→ **CONSIGNES**
**1.** D'après le texte sur le jeune homme de l'École Normale Supérieure de Tunis, en quelle année la rencontre a-t-elle eu lieu ?
**2.** Dans le texte sur le jeune homme de l'École Normale Supérieure de Tunis, quels sont les trois adjectifs coordonnés qui disent comment le microcosme politique universitaire lui semblait ?
**3.** Prolongez le texte sur le jeune homme de l'École Normale Supérieure de Tunis après sa dernière phrase.

→ **EXTRAIT DU TEXTE**
◇ ◇ ◇ ◇ ◇

Non, je ne vais pas parler du ministre ou de l’homme politique, non, cela n’a plus aucune espèce d’importance maintenant, c’est forcément dérisoire et quelque part embarrassant voire indécent.
Je vais vous parler de ce jeune homme que j’ai connu à l’Ecole Normale Supérieure de Tunis en 1979, époque où nous fîmes connaissance tous les deux avec la rigueur strictement normalienne et l’ambiance extrêmement chaude et houleuse des débats politiques et des assemblées générales.
Lui, le féru des mathématiques, restait à l’écart de ces batailles idéologiques féroces et préférait se consacrer à ses études, fuyant les tumultes fastidieux et les incidents ponctuels d’un microcosme politique universitaire qui lui semblait, lui, le bourgeois gentilhomme, totalement abscons, inintelligible et indéchiffrable.
Jeune homme discret, aimable, d’une gentillesse exquise, d’une candeur ahurissante, très bon chic bon genre, ayant reçu une éducation que j’estime sévère et rigide, il ne se sentait pas dans son élément dans cette Ecole Normale Supérieure , à la notoriété certes consolidée , mais qui, aux lendemains des évènement tragiques du 26 Janvier 1978 et au moment où la crise politique s’accentuait en Tunisie s’était muée en lieu d’élaboration réfléchie, concertée d’une pensée politique radicale et révolutionnaire (marxiste et islamiste) opposée au régime de Bourguiba.

◇ ◇ ◇ ◇ ◇

→ **EXTRAIT DE DONNÉES**
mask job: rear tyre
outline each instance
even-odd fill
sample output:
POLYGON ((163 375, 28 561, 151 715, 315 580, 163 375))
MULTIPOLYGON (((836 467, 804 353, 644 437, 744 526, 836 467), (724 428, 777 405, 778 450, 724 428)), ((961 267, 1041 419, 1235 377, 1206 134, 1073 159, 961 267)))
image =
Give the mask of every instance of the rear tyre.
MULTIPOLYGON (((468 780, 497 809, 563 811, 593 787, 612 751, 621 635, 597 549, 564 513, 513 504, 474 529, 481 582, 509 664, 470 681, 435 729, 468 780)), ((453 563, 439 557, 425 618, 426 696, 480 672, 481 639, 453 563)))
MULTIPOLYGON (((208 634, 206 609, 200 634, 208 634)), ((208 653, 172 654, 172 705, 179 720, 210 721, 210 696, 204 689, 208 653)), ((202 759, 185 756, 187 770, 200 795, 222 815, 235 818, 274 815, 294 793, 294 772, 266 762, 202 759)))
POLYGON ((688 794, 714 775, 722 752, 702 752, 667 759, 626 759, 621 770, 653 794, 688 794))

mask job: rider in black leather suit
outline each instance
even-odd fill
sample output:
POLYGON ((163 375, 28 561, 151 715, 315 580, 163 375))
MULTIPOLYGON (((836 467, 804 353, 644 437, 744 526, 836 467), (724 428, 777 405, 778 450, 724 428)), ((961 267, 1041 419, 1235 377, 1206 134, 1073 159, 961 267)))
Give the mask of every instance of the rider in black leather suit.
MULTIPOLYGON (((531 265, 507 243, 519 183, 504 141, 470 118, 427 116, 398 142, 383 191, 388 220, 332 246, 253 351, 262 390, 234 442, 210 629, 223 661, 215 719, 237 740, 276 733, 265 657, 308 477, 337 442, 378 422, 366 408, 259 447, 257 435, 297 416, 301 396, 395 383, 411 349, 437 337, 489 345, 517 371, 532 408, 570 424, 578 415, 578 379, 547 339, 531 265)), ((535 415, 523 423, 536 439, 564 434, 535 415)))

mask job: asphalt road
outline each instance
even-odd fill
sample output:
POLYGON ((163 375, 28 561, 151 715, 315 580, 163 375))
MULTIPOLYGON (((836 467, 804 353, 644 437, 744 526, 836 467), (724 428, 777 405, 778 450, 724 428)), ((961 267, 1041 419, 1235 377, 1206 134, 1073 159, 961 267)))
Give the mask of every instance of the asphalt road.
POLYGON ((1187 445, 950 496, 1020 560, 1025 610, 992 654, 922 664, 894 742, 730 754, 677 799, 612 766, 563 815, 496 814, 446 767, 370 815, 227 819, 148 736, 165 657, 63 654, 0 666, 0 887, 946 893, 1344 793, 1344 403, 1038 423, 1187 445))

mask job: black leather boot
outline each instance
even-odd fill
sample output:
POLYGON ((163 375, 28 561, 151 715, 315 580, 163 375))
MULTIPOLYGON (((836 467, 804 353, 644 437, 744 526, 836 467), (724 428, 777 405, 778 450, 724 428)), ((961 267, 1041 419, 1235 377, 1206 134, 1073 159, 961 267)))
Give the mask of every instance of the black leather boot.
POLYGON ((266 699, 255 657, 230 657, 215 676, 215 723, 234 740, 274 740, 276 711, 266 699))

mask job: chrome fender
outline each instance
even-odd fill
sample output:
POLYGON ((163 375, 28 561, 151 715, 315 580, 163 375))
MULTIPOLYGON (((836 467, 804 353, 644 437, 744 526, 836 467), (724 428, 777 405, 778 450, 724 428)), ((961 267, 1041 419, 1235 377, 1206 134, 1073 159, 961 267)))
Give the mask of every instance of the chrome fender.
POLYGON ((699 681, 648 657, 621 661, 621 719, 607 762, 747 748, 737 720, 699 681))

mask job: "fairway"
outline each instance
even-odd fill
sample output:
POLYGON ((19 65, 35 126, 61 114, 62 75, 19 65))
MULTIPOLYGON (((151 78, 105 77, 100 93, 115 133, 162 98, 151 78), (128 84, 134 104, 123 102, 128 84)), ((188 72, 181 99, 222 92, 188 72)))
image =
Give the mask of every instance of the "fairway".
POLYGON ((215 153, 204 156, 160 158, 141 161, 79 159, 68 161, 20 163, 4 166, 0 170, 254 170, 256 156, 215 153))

◇ ◇ ◇ ◇ ◇

→ **RÉPONSES**
**1.** En 1979.

**2.** Abscons, inintelligible, indéchiffrable.

**3.**
En 1980, les locaux de l’ENS furent transférés à Bizerte et nous dûmes nous résoudre à l’exil en ce sens que l’éloignement de Tunis nous contraignit à fréquenter le foyer universitaire, une forme de promiscuité qui avait affligé Slim Chaker, peu habitué aux familiarités qu’impose « cette vie commune indésirable » d’autant plus qu’elle le privait d’une intimité à laquelle il tenait beaucoup.
Le pensionnaire « malgré lui » ne supporta pas longtemps l’atmosphère par trop chaotique et viciée du foyer universitaire et préféra louer un studio à Bizerte (les nouveaux bâtiments de l’ENS étaient à Zarzouna) afin de bénéficier de ce confort et de ce bien-être rassurants dont il avait besoin.
Néanmoins, l’épisode bizertin allait progressivement le sortir de sa réserve coutumière, loin de sa famille et de ses amis, il se devait d’élargir son horizon social et de se fondre dans cette foule estudiantine bigarrée, politiquement complexe, socialement hétérogène et culturellement variée et hétéroclite !
Ce qu’il réussit avec panache grâce à sa grande disponibilité de néophyte intrigué par cette diversité, à sa politesse de bonhomme enthousiasmé par les bonnes manières et à une courtoisie inébranlable fruit de la bonne éducation qu’il avait reçue.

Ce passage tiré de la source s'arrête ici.